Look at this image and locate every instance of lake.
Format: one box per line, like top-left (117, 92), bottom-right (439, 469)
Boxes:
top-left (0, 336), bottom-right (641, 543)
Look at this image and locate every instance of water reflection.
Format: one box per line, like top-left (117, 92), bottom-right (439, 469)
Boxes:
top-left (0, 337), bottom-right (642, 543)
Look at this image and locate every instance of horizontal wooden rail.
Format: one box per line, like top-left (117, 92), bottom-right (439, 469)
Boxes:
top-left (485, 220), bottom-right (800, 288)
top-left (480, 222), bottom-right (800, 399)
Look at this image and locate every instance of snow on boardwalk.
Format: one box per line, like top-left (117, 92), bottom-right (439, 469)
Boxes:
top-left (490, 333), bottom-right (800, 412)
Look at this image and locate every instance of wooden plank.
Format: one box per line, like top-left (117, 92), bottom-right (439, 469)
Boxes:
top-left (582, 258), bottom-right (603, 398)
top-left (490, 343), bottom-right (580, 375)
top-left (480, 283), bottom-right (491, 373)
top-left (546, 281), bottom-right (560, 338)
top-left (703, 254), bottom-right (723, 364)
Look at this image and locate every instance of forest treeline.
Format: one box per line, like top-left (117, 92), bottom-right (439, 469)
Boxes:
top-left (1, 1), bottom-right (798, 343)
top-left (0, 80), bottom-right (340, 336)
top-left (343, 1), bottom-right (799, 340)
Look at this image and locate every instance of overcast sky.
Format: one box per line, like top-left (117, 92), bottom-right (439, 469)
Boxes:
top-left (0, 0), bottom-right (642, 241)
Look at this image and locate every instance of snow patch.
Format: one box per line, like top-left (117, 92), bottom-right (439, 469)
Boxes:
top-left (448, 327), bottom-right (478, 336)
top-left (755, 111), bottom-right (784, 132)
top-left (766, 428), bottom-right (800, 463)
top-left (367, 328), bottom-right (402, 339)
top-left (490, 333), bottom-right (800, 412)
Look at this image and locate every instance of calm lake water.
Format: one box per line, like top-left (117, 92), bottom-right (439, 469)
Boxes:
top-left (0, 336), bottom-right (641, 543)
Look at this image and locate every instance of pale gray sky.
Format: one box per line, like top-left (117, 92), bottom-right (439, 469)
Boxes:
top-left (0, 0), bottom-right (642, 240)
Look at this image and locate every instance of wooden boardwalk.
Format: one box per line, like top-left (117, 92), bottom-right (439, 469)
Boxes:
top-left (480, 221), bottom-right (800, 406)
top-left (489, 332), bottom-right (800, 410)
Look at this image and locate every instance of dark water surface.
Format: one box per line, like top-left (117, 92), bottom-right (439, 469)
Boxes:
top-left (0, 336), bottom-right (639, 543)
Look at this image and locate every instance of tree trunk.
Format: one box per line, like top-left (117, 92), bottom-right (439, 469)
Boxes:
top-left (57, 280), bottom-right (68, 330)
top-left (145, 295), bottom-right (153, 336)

-- Your instructions --
Repeat the records, every one of them, without any deviation.

-- Output --
Look at this image and locate every instance of lake.
Format: one box per line, like top-left (117, 92), bottom-right (439, 469)
Boxes:
top-left (0, 336), bottom-right (641, 543)
Look at this image and locate every instance of water reflection.
Format: one box per line, like top-left (117, 92), bottom-right (439, 469)
Boxes:
top-left (0, 337), bottom-right (642, 543)
Look at this image and locate every instance of horizontal wooden rail.
Format: one box per line, like top-left (117, 92), bottom-right (439, 469)
Boxes:
top-left (485, 220), bottom-right (800, 288)
top-left (480, 222), bottom-right (800, 399)
Look at this image and locate every instance of snow on boardwalk.
Format: one box per line, like top-left (117, 92), bottom-right (439, 469)
Boxes:
top-left (490, 333), bottom-right (800, 412)
Look at this image and locate every instance of wooden plank.
Format: one box per line, like top-left (117, 92), bottom-right (439, 469)
Boxes:
top-left (582, 258), bottom-right (603, 398)
top-left (490, 343), bottom-right (580, 375)
top-left (480, 283), bottom-right (491, 373)
top-left (546, 281), bottom-right (560, 338)
top-left (703, 254), bottom-right (723, 364)
Look at this image and locate every instance of forest treeline.
Format: one box per line, like top-left (117, 92), bottom-right (439, 469)
Boxes:
top-left (1, 1), bottom-right (798, 343)
top-left (0, 80), bottom-right (340, 336)
top-left (343, 1), bottom-right (799, 340)
Look at this image and locate every instance of overcast sky.
Format: one box per line, like top-left (117, 92), bottom-right (439, 469)
Boxes:
top-left (0, 0), bottom-right (642, 241)
Look at this image and locate every instance of snow patch.
Format: one box per line, like top-left (117, 92), bottom-right (439, 469)
Boxes:
top-left (448, 327), bottom-right (478, 336)
top-left (755, 111), bottom-right (784, 132)
top-left (766, 428), bottom-right (800, 463)
top-left (367, 328), bottom-right (402, 339)
top-left (490, 333), bottom-right (800, 412)
Look at this image and locate every instance of calm lake water.
Format: one box per line, like top-left (117, 92), bottom-right (439, 469)
Boxes:
top-left (0, 336), bottom-right (641, 543)
Look at this image and locate every instance of pale gray sky.
Format: one box per line, like top-left (117, 92), bottom-right (439, 469)
Boxes:
top-left (0, 0), bottom-right (642, 240)
Look at this image and locate every instance of wooden boardwalk.
Format: one box per line, like top-left (117, 92), bottom-right (439, 469)
Boxes:
top-left (480, 221), bottom-right (800, 406)
top-left (489, 332), bottom-right (800, 410)
Look at this image and locate every instance of dark water surface.
Format: one box per line, like top-left (117, 92), bottom-right (439, 469)
Boxes:
top-left (0, 336), bottom-right (639, 543)
Look at this image and locate every instance of tree trunk.
Format: one box per line, like top-left (117, 92), bottom-right (439, 469)
Boxes:
top-left (57, 280), bottom-right (68, 330)
top-left (145, 295), bottom-right (153, 336)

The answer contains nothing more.